▸ WHAT THE TASK REQUIRES: Pull every line containing the word "yoga" out of the material below.
################
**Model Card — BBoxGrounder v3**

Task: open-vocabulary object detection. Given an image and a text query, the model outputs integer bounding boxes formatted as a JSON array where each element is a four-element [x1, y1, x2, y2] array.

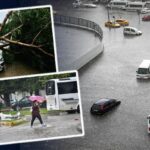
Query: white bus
[[45, 77, 80, 112], [107, 0, 128, 9], [136, 60, 150, 79], [125, 2, 146, 11]]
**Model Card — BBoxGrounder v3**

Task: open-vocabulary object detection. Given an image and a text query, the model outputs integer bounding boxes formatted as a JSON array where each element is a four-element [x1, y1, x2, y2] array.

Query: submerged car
[[116, 19, 129, 26], [142, 15, 150, 21], [123, 27, 142, 36], [105, 21, 120, 28], [90, 98, 121, 115]]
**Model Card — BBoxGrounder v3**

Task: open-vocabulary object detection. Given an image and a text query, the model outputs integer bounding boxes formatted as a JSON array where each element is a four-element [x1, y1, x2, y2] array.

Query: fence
[[54, 14, 103, 39]]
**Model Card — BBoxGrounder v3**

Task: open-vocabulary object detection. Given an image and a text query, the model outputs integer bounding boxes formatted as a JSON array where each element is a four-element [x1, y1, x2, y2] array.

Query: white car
[[140, 8, 150, 14], [147, 115, 150, 133], [123, 27, 142, 36], [73, 0, 97, 8], [0, 50, 5, 72]]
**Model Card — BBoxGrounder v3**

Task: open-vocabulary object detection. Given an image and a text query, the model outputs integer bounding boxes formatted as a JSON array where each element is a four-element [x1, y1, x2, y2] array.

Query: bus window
[[46, 81, 55, 95], [58, 81, 78, 94]]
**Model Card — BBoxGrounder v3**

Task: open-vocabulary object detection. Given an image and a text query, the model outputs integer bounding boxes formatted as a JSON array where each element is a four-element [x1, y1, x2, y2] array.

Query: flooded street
[[0, 61, 40, 78], [19, 1, 150, 150], [1, 0, 150, 149]]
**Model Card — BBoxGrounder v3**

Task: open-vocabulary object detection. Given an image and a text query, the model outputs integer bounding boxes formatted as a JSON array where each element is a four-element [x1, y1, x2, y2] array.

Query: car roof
[[124, 26, 137, 30], [95, 98, 116, 104]]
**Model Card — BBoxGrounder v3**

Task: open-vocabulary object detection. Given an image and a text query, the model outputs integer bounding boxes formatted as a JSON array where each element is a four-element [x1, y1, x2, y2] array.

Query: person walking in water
[[31, 100, 45, 128]]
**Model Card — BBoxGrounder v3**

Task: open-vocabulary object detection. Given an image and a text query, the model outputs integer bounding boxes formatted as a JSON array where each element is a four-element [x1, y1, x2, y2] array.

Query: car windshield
[[95, 99, 110, 104]]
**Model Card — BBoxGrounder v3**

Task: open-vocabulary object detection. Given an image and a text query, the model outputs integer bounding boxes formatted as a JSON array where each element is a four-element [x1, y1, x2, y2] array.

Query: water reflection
[[0, 61, 40, 78]]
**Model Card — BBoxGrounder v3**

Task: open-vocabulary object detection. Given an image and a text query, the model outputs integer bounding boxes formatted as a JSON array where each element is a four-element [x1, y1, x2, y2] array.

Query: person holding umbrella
[[29, 96, 46, 128]]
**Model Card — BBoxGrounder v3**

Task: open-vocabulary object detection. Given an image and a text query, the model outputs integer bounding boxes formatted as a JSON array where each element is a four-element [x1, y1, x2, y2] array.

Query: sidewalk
[[0, 113, 82, 144]]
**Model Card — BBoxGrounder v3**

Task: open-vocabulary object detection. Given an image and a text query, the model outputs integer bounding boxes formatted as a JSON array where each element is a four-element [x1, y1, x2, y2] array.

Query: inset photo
[[0, 71, 84, 145], [0, 5, 57, 78]]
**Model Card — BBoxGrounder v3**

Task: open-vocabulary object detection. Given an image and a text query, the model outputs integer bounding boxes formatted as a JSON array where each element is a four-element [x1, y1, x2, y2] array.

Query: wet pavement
[[0, 113, 81, 145], [4, 0, 150, 149]]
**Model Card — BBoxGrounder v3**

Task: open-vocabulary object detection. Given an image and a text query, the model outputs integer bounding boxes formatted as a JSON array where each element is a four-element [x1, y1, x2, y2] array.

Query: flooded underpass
[[0, 61, 40, 78]]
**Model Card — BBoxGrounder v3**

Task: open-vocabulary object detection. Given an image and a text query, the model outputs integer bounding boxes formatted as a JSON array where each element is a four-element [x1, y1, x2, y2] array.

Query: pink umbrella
[[29, 96, 45, 103]]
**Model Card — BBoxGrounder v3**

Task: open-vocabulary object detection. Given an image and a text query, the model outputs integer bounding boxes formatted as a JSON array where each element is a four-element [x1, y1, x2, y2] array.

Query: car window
[[131, 29, 135, 32], [124, 28, 130, 31]]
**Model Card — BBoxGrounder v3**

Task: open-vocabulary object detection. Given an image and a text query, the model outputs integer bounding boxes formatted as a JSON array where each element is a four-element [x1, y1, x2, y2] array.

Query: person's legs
[[31, 115, 36, 127], [37, 114, 43, 125]]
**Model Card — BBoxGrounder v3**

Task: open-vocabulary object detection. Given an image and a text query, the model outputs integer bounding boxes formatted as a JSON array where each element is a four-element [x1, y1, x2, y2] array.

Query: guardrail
[[54, 14, 103, 39]]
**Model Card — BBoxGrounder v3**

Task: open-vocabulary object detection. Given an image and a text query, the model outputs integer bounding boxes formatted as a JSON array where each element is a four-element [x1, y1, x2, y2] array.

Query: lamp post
[[107, 7, 110, 21]]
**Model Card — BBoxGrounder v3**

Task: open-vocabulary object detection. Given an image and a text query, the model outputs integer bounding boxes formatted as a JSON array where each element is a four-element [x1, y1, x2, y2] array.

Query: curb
[[0, 119, 26, 127]]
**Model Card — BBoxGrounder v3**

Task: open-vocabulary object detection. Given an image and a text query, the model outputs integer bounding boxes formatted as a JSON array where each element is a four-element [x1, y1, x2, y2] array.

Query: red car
[[142, 15, 150, 21]]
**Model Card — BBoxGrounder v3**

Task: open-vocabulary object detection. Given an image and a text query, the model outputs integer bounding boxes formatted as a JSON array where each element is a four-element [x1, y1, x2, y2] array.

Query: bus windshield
[[58, 81, 78, 94], [138, 68, 149, 74]]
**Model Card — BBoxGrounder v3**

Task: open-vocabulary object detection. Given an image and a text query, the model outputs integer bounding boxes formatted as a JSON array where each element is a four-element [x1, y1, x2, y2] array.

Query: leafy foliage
[[0, 7, 56, 72]]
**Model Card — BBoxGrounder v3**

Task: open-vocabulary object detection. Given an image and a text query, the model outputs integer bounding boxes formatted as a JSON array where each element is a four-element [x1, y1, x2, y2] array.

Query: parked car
[[147, 115, 150, 133], [116, 19, 129, 26], [12, 96, 46, 111], [123, 27, 142, 35], [105, 21, 120, 28], [0, 50, 5, 72], [90, 98, 121, 115], [142, 15, 150, 21]]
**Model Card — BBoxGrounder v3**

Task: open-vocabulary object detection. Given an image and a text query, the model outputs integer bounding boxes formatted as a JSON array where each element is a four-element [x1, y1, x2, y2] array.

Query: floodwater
[[0, 61, 40, 78], [8, 0, 150, 150]]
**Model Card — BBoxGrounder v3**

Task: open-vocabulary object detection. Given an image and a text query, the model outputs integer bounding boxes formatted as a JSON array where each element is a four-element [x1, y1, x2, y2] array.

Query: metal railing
[[54, 14, 103, 39]]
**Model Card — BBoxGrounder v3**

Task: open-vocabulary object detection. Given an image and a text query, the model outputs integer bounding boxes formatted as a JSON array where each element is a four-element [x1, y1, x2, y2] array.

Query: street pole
[[107, 7, 110, 21]]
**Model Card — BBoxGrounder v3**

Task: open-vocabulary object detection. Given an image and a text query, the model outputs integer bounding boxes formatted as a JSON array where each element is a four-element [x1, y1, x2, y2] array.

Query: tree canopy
[[0, 7, 56, 72], [0, 72, 76, 106]]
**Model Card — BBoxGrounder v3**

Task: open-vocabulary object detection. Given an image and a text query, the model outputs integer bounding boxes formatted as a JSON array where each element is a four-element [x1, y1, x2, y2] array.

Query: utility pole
[[107, 7, 110, 21]]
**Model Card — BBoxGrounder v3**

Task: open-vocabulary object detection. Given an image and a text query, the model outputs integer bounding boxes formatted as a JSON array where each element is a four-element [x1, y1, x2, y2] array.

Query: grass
[[1, 108, 48, 116], [1, 108, 67, 117]]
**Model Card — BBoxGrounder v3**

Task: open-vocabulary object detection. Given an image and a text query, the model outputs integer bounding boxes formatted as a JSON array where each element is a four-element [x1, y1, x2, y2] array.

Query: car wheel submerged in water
[[90, 98, 121, 115]]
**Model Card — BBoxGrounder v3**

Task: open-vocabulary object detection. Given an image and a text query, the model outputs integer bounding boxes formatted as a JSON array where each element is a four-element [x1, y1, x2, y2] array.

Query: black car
[[12, 96, 46, 111], [90, 98, 121, 115]]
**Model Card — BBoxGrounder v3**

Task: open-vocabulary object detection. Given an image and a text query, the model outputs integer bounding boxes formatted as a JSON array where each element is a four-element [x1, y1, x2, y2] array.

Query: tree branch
[[0, 37, 54, 58], [3, 24, 23, 38], [32, 22, 50, 44]]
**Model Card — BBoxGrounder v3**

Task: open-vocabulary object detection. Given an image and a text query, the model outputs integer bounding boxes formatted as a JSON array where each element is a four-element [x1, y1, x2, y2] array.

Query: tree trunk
[[3, 93, 10, 107]]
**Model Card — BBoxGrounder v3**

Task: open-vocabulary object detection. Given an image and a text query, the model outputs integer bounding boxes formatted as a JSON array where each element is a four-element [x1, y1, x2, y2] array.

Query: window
[[46, 81, 55, 95], [131, 29, 135, 32], [58, 81, 78, 94], [138, 68, 149, 74]]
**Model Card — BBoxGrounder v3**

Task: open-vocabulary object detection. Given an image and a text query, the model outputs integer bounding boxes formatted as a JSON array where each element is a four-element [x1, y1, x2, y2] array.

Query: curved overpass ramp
[[54, 14, 104, 71]]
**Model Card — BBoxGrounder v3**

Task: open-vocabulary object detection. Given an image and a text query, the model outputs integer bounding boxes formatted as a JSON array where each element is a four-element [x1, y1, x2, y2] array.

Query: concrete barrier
[[54, 14, 104, 71]]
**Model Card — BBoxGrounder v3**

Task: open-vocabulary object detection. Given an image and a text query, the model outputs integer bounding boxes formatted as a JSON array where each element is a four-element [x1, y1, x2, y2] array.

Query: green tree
[[0, 7, 56, 72]]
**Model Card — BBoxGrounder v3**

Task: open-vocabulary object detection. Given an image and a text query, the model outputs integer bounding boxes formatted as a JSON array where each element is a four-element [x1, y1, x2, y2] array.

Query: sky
[[0, 11, 9, 23]]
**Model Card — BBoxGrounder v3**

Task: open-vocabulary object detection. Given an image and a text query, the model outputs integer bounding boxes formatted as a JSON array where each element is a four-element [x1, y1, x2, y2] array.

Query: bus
[[107, 0, 128, 9], [45, 77, 80, 112], [136, 60, 150, 79], [125, 2, 146, 11]]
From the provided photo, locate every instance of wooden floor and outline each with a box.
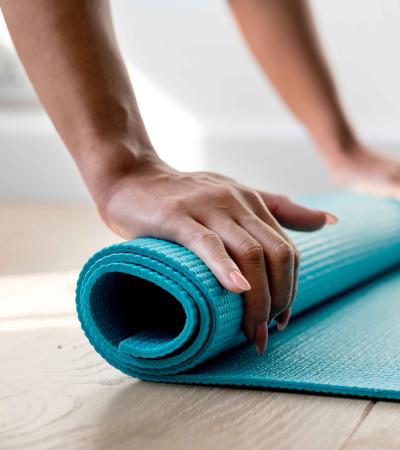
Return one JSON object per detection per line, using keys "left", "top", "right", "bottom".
{"left": 1, "top": 203, "right": 400, "bottom": 450}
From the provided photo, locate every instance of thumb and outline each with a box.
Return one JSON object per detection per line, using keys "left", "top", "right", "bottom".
{"left": 260, "top": 193, "right": 338, "bottom": 231}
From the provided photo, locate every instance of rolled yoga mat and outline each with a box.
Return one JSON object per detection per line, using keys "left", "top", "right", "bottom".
{"left": 76, "top": 193, "right": 400, "bottom": 399}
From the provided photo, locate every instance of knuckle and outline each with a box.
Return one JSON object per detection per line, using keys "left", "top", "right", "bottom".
{"left": 241, "top": 188, "right": 257, "bottom": 199}
{"left": 276, "top": 293, "right": 292, "bottom": 310}
{"left": 268, "top": 194, "right": 290, "bottom": 214}
{"left": 191, "top": 229, "right": 220, "bottom": 248}
{"left": 215, "top": 186, "right": 235, "bottom": 202}
{"left": 239, "top": 239, "right": 264, "bottom": 264}
{"left": 214, "top": 254, "right": 234, "bottom": 266}
{"left": 273, "top": 240, "right": 295, "bottom": 266}
{"left": 271, "top": 294, "right": 291, "bottom": 315}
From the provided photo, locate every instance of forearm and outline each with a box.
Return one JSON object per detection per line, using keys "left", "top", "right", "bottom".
{"left": 1, "top": 0, "right": 158, "bottom": 205}
{"left": 228, "top": 0, "right": 356, "bottom": 154}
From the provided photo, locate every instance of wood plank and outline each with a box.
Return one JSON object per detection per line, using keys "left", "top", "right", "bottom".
{"left": 0, "top": 317, "right": 370, "bottom": 450}
{"left": 0, "top": 271, "right": 77, "bottom": 319}
{"left": 343, "top": 402, "right": 400, "bottom": 450}
{"left": 0, "top": 202, "right": 117, "bottom": 276}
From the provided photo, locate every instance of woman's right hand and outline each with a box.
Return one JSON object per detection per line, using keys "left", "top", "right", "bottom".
{"left": 96, "top": 157, "right": 337, "bottom": 353}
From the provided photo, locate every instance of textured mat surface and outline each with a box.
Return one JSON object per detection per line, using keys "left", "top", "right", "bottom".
{"left": 76, "top": 193, "right": 400, "bottom": 399}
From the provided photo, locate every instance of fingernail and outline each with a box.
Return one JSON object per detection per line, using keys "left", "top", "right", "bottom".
{"left": 276, "top": 308, "right": 291, "bottom": 331}
{"left": 324, "top": 213, "right": 338, "bottom": 224}
{"left": 230, "top": 270, "right": 251, "bottom": 291}
{"left": 255, "top": 321, "right": 268, "bottom": 354}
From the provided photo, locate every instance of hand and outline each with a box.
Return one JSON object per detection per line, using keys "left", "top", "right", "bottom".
{"left": 97, "top": 159, "right": 336, "bottom": 353}
{"left": 325, "top": 141, "right": 400, "bottom": 199}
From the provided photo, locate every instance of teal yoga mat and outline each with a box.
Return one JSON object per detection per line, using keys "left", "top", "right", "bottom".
{"left": 76, "top": 193, "right": 400, "bottom": 399}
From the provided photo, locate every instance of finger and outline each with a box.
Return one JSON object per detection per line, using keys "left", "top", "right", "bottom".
{"left": 276, "top": 307, "right": 291, "bottom": 331}
{"left": 259, "top": 200, "right": 301, "bottom": 310}
{"left": 232, "top": 191, "right": 299, "bottom": 320}
{"left": 208, "top": 219, "right": 271, "bottom": 352}
{"left": 235, "top": 214, "right": 295, "bottom": 321}
{"left": 254, "top": 320, "right": 268, "bottom": 354}
{"left": 239, "top": 190, "right": 291, "bottom": 238}
{"left": 174, "top": 219, "right": 251, "bottom": 294}
{"left": 289, "top": 246, "right": 300, "bottom": 306}
{"left": 249, "top": 192, "right": 332, "bottom": 316}
{"left": 259, "top": 193, "right": 338, "bottom": 231}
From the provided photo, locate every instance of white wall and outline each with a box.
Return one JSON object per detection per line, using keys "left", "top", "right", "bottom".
################
▸ EXERCISE SOLUTION:
From the provided photo, locate every instance of rolled yoga mat and outline each with a box.
From the provided photo, locate every instance of teal yoga mat and outline each with a box.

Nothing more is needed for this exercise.